**Exercise data**
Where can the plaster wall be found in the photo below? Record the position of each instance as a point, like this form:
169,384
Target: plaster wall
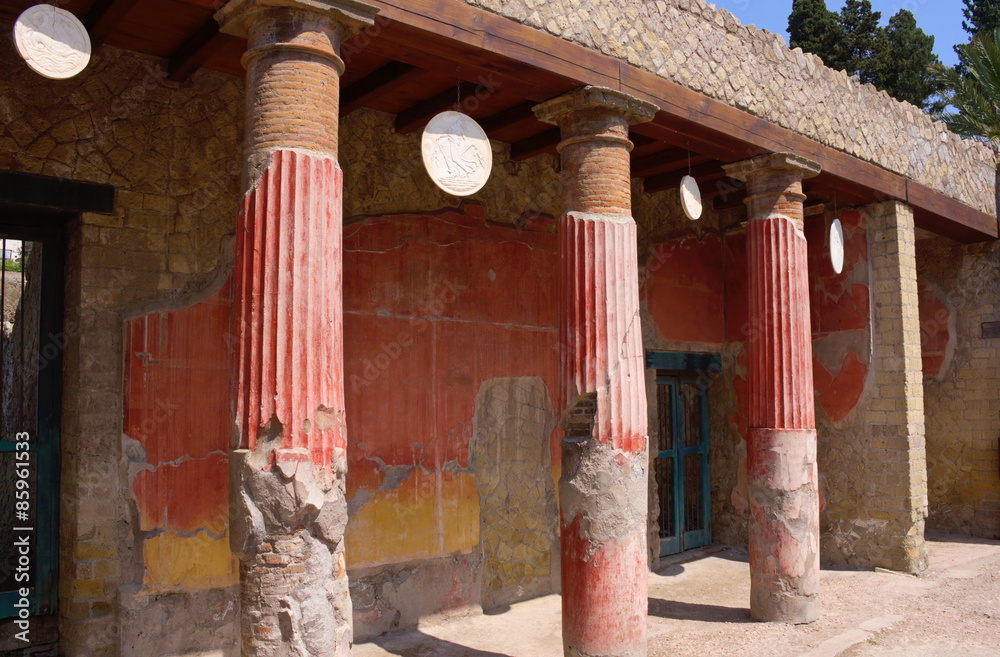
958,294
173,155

...

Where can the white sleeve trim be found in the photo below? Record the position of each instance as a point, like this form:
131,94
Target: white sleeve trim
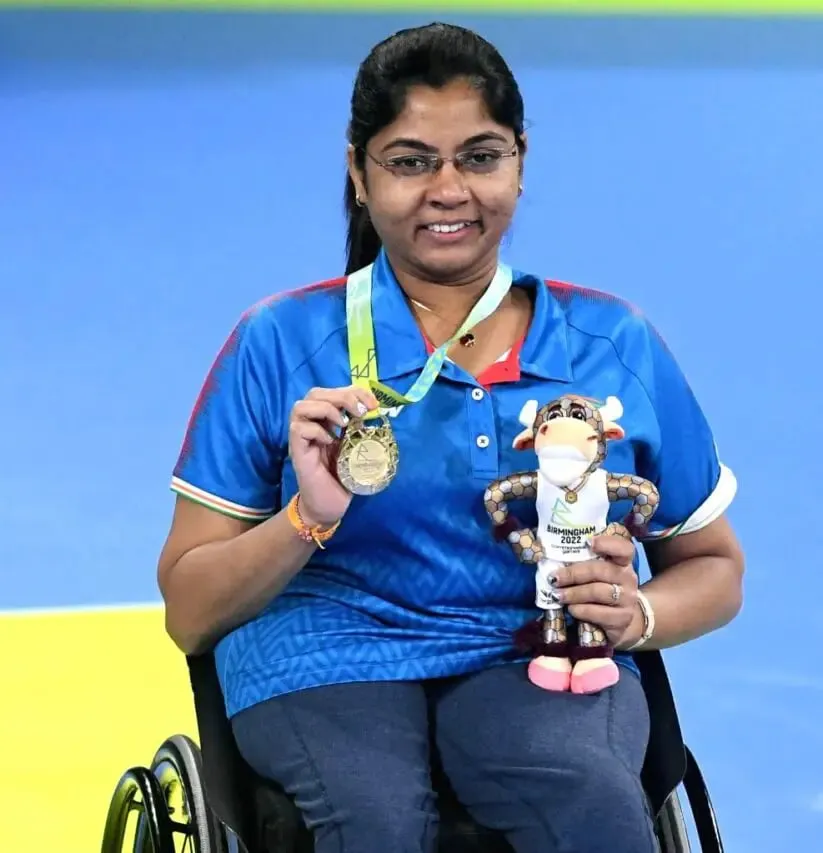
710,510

==

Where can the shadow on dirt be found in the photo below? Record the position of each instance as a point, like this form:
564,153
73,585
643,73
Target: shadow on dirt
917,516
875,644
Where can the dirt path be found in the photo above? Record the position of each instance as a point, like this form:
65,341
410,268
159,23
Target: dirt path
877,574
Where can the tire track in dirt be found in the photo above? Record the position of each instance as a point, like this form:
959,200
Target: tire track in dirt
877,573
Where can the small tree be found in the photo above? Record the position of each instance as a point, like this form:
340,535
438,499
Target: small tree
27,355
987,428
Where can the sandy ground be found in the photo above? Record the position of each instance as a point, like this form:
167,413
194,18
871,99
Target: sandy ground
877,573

**Action item**
Nothing but a number, please: how many lines of the listing hold the word "position"?

**Response to this exercise**
7